(Object location annotation data)
%%
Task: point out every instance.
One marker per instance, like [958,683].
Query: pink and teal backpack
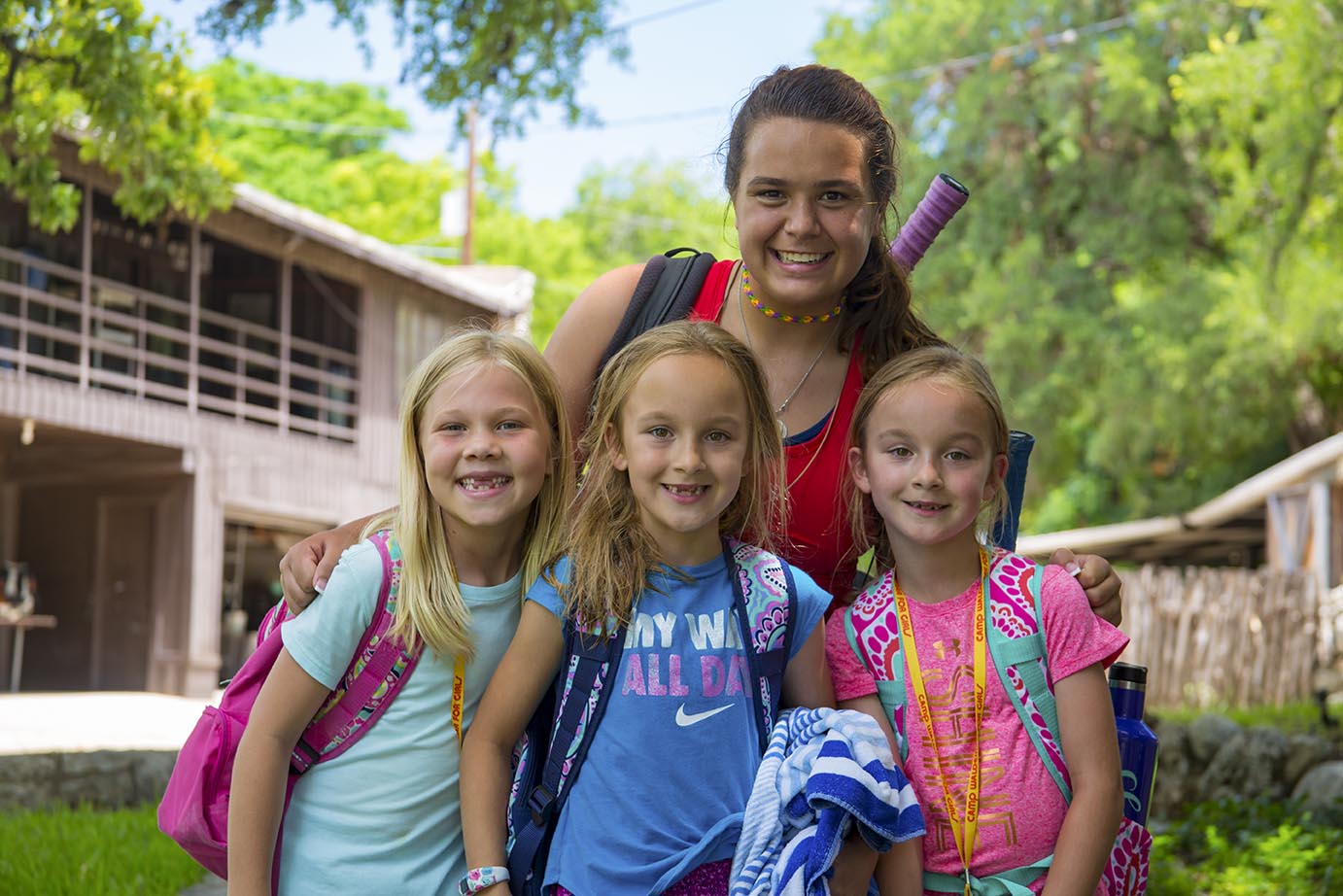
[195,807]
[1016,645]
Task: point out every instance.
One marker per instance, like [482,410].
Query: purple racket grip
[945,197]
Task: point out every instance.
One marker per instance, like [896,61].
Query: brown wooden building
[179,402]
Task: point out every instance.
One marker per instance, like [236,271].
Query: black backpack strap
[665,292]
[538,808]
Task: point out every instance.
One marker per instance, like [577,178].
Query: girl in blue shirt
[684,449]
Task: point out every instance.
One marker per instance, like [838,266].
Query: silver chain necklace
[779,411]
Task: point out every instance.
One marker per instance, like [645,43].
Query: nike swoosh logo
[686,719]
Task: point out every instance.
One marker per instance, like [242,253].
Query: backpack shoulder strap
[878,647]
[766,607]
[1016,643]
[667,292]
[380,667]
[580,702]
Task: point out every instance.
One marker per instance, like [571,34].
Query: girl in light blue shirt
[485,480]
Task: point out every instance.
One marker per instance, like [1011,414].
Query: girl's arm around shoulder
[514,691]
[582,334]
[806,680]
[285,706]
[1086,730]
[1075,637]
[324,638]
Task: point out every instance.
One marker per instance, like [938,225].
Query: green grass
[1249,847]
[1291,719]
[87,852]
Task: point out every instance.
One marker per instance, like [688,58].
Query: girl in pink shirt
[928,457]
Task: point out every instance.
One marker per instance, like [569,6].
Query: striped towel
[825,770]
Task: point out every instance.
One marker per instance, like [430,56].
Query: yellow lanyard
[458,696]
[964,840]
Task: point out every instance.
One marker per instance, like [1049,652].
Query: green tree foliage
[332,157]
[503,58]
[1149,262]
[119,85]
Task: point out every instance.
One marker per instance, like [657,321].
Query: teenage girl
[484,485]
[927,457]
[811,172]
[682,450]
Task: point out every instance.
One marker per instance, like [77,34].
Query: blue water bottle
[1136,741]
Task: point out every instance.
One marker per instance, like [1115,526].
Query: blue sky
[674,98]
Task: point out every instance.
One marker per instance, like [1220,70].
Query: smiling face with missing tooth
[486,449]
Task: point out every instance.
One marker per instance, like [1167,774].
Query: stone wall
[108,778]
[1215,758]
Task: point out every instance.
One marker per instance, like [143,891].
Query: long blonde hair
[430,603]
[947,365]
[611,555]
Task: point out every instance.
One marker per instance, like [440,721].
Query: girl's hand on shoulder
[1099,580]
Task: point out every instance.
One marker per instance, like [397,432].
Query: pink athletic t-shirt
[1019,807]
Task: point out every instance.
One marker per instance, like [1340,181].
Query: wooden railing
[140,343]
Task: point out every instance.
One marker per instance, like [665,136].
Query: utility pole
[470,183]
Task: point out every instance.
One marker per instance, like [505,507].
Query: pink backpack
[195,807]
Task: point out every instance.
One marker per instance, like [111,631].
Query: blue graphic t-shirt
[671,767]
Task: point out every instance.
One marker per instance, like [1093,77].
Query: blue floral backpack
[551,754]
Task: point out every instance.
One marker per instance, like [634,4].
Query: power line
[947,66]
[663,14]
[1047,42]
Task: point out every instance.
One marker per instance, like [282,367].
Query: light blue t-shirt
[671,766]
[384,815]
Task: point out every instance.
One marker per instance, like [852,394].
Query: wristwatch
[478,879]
%%
%%
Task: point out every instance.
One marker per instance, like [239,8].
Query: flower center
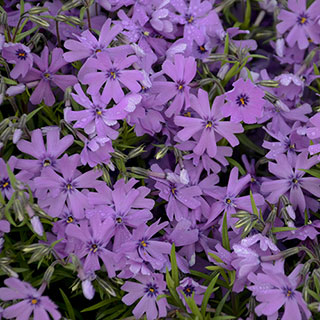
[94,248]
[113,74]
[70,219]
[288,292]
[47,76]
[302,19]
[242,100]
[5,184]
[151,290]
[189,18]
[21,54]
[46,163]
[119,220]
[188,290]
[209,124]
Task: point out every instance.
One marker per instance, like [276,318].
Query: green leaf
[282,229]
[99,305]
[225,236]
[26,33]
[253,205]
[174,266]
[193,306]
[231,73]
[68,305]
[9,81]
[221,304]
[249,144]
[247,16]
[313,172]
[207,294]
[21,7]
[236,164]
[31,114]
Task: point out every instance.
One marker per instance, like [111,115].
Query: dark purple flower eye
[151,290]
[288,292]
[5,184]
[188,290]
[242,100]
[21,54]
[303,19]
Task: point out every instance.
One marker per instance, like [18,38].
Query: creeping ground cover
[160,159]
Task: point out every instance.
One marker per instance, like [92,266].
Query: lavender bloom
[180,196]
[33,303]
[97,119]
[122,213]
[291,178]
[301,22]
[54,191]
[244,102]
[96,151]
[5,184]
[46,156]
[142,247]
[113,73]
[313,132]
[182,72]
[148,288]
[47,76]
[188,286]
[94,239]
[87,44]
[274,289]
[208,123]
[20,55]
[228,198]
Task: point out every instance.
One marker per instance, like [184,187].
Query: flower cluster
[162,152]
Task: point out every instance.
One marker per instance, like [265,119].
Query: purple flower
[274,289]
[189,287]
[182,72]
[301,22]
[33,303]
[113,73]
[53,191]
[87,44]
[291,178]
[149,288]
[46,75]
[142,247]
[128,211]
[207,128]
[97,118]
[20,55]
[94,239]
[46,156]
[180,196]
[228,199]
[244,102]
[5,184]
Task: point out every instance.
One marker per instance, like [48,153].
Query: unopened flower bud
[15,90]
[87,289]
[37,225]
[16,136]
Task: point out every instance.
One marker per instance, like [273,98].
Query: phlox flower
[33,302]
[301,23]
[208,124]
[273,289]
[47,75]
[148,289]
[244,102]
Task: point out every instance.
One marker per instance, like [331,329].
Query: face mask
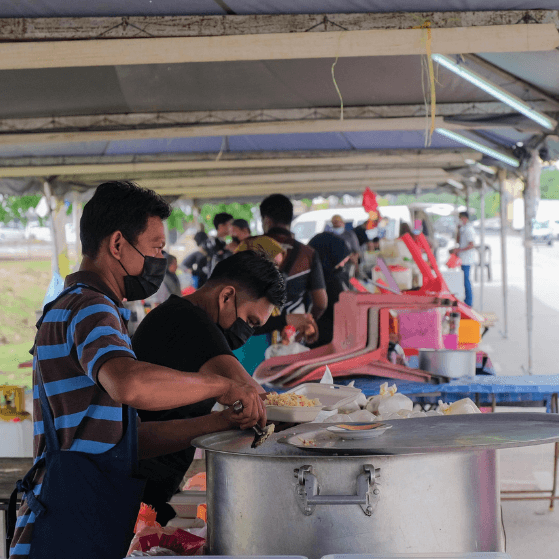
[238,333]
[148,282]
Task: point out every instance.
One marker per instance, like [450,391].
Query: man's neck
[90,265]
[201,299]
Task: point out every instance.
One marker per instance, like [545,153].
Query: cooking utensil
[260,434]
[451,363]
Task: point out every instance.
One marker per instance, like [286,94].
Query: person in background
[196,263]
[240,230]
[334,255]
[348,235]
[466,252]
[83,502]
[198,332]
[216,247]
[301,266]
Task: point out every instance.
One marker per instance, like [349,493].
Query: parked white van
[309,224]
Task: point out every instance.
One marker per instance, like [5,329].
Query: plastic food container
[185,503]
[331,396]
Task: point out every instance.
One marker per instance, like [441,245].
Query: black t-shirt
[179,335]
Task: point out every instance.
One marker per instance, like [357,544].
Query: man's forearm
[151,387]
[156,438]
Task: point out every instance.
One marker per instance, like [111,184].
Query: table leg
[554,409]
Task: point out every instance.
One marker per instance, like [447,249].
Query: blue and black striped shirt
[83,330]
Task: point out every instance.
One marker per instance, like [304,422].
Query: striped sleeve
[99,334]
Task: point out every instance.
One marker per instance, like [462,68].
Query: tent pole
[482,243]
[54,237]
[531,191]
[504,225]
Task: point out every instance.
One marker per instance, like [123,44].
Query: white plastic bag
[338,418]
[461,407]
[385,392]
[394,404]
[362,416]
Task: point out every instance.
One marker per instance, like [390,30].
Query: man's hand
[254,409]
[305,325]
%%
### INSTRUCTION
Pick out every line in the items above that contains the string "shirt", and copy each of those lines in full.

### FINAL RESULT
Query: girl in blue shirt
Query: girl in light blue shirt
Query: girl in pink shirt
Query: pink athletic t-shirt
Query: blue graphic t-shirt
Query: light blue t-shirt
Query: black t-shirt
Query: blue and black striped shirt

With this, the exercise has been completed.